## [GIVEN INSTRUCTION 1]
Duplicate the part of the passage on alcohol and bystander intervention that opens with the words containing "Alternatively, in a" and closes with "on that norm.".
## [GIVEN INSTRUCTION 2]
Pick up the passage on alcohol and bystander intervention after its last sentence and continue it.

We believe that these social context effects are exacerbated by the myopic effects of alcohol, which focus a bystander’s attention onto highly salient norms and/or the presence of others rather than SV or its consequences. Although the combined effects of alcohol and audience inhibition have yet to be studied, research that examines general aggression indicates intoxicated, compared to sober, participants administered higher levels of electric shocks to an ostensible opponent within an experimental task when they were observed by peer-confederates who applied social pressure (Taylor & Sears, 1988). In this study, the myopic effects of alcohol likely facilitated participants’ attention to aggression-promoting peer norms and, as a result, facilitated aggressive behavior.
Alternatively, in a situation in which peer norms that condemn SV are most salient, or others engage in helping behavior first, the narrowed attentional capacity of the inebriate will be focused more so on those pro-intervention cues, leaving little working memory space to focus on less salient, and potentially intervention-inhibiting, cues. As a result, intoxicated bystanders should be more likely to intervene than non-intoxicated bystanders in SV situations. Thus, this barrier may be attenuated by prosocial peers, particularly for intoxicated persons who are likely to be myopically focused on that norm.

## [DATA EXTRACT]
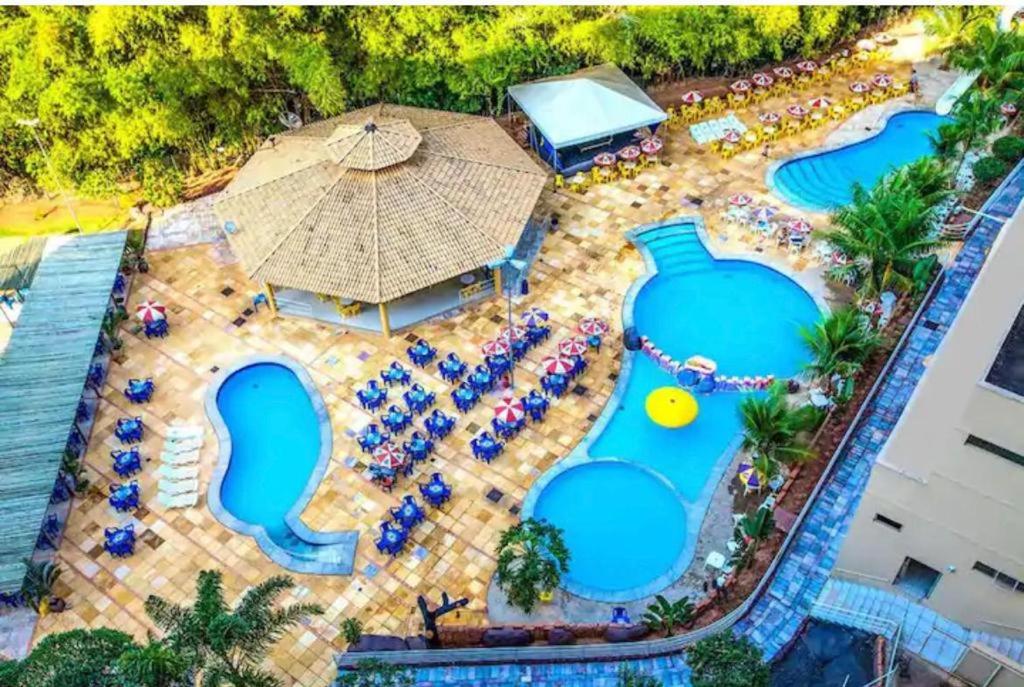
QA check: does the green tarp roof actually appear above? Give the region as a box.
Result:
[0,231,125,592]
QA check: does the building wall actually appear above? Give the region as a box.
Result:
[836,206,1024,636]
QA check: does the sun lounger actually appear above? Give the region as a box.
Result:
[160,479,199,496]
[160,449,199,466]
[157,491,199,508]
[157,465,199,480]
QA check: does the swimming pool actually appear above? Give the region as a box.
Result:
[207,356,357,574]
[523,219,819,601]
[768,110,950,211]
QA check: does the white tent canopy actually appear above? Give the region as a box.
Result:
[509,65,668,148]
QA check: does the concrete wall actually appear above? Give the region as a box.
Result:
[837,211,1024,636]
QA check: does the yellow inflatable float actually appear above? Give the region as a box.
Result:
[644,386,699,429]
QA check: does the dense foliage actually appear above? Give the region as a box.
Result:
[0,5,897,204]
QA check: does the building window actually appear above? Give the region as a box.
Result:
[974,561,1024,594]
[964,434,1024,465]
[874,513,903,531]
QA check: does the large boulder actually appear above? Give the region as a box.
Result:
[483,628,534,647]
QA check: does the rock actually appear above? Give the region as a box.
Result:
[348,635,409,653]
[548,628,575,646]
[483,628,534,647]
[604,625,650,644]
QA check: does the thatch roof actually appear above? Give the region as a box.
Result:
[215,104,546,303]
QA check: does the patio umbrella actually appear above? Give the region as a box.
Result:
[135,298,167,324]
[495,394,526,424]
[558,337,587,355]
[541,355,572,375]
[871,74,893,88]
[577,317,608,336]
[374,441,406,470]
[679,91,703,105]
[480,340,510,355]
[640,136,665,155]
[519,307,548,327]
[618,145,640,162]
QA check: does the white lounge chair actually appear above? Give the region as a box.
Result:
[159,479,199,496]
[157,465,199,481]
[157,491,199,508]
[160,449,199,466]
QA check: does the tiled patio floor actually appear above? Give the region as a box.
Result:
[28,48,950,685]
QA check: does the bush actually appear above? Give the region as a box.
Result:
[992,136,1024,163]
[974,157,1008,186]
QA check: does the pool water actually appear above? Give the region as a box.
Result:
[768,111,950,211]
[527,223,818,601]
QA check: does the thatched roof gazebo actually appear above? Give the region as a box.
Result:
[215,104,546,334]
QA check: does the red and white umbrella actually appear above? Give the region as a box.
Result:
[618,145,640,162]
[498,327,526,344]
[785,219,813,233]
[577,317,608,336]
[640,136,665,155]
[495,393,526,424]
[480,340,510,355]
[558,337,587,355]
[135,298,167,323]
[541,355,572,375]
[679,91,703,105]
[374,441,406,470]
[871,74,893,88]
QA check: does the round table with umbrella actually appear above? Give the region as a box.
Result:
[135,298,167,325]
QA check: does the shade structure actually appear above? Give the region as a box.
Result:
[541,355,572,375]
[558,337,587,355]
[509,65,668,148]
[374,441,406,470]
[135,298,167,323]
[214,104,547,303]
[577,317,608,336]
[495,394,526,424]
[480,340,511,355]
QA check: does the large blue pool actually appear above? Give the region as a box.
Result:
[524,222,818,601]
[207,358,355,573]
[768,110,949,211]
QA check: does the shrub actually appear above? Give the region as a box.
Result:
[992,136,1024,164]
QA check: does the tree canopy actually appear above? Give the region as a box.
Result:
[0,6,897,204]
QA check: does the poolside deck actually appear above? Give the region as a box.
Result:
[25,43,958,685]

## [FINAL ANSWER 1]
Alternatively, in a situation in which peer norms that condemn SV are most salient, or others engage in helping behavior first, the narrowed attentional capacity of the inebriate will be focused more so on those pro-intervention cues, leaving little working memory space to focus on less salient, and potentially intervention-inhibiting, cues. As a result, intoxicated bystanders should be more likely to intervene than non-intoxicated bystanders in SV situations. Thus, this barrier may be attenuated by prosocial peers, particularly for intoxicated persons who are likely to be myopically focused on that norm.

## [FINAL ANSWER 2]
Limitations and Recommendations of Current Research and Programming Efforts
Measurement of opportunities and behavior
Although bystander programs are informed by basic research about helping behavior, little is known about how often bystanders have an opportunity to intervene. Victims of SV have reported that someone “saw what happened to (them)” in 18% of sexual assaults (Hamby, Weber, Grych, & Banyard, 2016). However, this rate is likely higher after accounting for those who witness pre-assault behaviors (Burn, 2009). It is also unknown whether bystanders’ likelihood of witnessing opportunities to intervene in pre-assault or assault behaviors is influenced by the presence of alcohol (e.g., setting involving drinking, bystander intoxication). Though much SV occurs in private settings without bystander witnesses, heavy drinkers may be more likely to witness SV because they are often present in the public places SV is likely to occur (e.g., bars, parties; Thompson & Cracco, 2008). Relatedly, bystander presence, alone, does not equate to bystander opportunity to intervene. For example, some situations involve high risk for potential backlash effects of bystander behavior (e.g., physical harm to bystander; “ruining the party”), which would make it difficult or dangerous for bystanders to intervene when they witness sexual risk cues. Given that alcohol use is a contributing cause of aggression (Parrott & Eckhardt, 2017), it is likely that the potential for backlash effects is greater when bystanders and those with whom they are intervening are intoxicated.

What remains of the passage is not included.